◆ **DATA EXCERPTS**:
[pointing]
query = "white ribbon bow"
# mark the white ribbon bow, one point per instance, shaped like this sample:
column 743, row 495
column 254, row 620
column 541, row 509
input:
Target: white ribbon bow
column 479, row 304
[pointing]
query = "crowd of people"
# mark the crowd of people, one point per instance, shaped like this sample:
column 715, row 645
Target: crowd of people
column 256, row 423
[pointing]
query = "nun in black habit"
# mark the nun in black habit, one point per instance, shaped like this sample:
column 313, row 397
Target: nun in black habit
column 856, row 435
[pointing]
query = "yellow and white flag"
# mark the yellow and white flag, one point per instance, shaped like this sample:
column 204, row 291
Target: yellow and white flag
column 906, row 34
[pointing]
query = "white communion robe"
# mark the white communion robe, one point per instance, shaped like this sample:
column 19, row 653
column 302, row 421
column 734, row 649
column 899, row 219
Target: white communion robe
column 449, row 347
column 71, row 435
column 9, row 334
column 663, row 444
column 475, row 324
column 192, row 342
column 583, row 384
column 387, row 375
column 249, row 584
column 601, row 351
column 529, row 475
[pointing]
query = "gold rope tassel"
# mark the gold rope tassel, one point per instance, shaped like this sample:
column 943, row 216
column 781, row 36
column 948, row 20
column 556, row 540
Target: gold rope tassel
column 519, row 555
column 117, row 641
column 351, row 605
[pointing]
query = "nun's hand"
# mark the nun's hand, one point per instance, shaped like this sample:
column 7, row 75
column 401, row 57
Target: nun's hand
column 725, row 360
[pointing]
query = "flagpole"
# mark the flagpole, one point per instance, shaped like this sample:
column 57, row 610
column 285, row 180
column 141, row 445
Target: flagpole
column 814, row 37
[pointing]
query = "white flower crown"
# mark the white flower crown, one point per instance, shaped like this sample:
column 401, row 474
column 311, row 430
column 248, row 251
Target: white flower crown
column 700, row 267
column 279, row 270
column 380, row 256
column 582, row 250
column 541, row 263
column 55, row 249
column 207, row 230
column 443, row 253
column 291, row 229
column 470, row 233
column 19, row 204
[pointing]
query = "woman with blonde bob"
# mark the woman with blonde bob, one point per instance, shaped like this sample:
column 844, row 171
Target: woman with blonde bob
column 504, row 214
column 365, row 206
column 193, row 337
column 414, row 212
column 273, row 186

◆ **WORK INSTRUCTION**: Line by line, set down the material exactly as given.

◆ **ANSWER**:
[pointing]
query = "white ribbon bow"
# mark the white ribbon bow, one point per instance, shaped like this sample:
column 743, row 495
column 254, row 620
column 541, row 509
input:
Target: white ribbon bow
column 479, row 304
[pointing]
query = "crowd of people"
# mark the crowd of people, one point per instance, shaped like this sample:
column 715, row 645
Target: crowd of people
column 256, row 423
[pointing]
query = "nun in black habit"
# mark the nun in black habit, one point per instance, shaped like this sample:
column 313, row 397
Target: nun in black habit
column 856, row 435
[pointing]
query = "yellow and white flag"
# mark the yellow and white flag, one point per instance, shaped like this sample:
column 204, row 291
Target: yellow and white flag
column 906, row 34
[pointing]
query = "white communion robe"
# mark the white communion robe, one point per instance, shaped like this sample:
column 19, row 653
column 302, row 421
column 734, row 649
column 899, row 219
Target: white communion robe
column 449, row 347
column 71, row 435
column 9, row 334
column 663, row 444
column 475, row 324
column 192, row 342
column 583, row 384
column 387, row 375
column 249, row 584
column 601, row 351
column 529, row 475
[pointing]
query = "gold rope tassel"
# mark the gold rope tassel, one point per instance, shaped like this sample:
column 943, row 216
column 781, row 36
column 948, row 20
column 556, row 540
Target: gold rope tassel
column 519, row 555
column 117, row 641
column 351, row 605
[pointing]
query = "nun's hand"
# mark the nun's hand, one point per instance, shaped like this sample:
column 7, row 75
column 401, row 57
Target: nun's hand
column 725, row 360
[pointing]
query = "flagpole"
# mark the flagpole, one point per instance, shaped like this sample:
column 57, row 610
column 285, row 180
column 141, row 445
Target: flagpole
column 814, row 37
[pointing]
query = "white flower crown"
# mark the white flower crown, one point per instance, shaped like this sample:
column 401, row 474
column 311, row 430
column 248, row 251
Target: white flower crown
column 700, row 267
column 279, row 270
column 380, row 256
column 582, row 250
column 541, row 263
column 55, row 249
column 207, row 230
column 443, row 253
column 291, row 229
column 470, row 233
column 19, row 204
[pointing]
query = "woman with blonde bob"
# mark the woman with blonde bob, one point per instance, shaped like this sample:
column 844, row 171
Target: woman with blonde bob
column 504, row 214
column 365, row 206
column 193, row 337
column 414, row 212
column 273, row 186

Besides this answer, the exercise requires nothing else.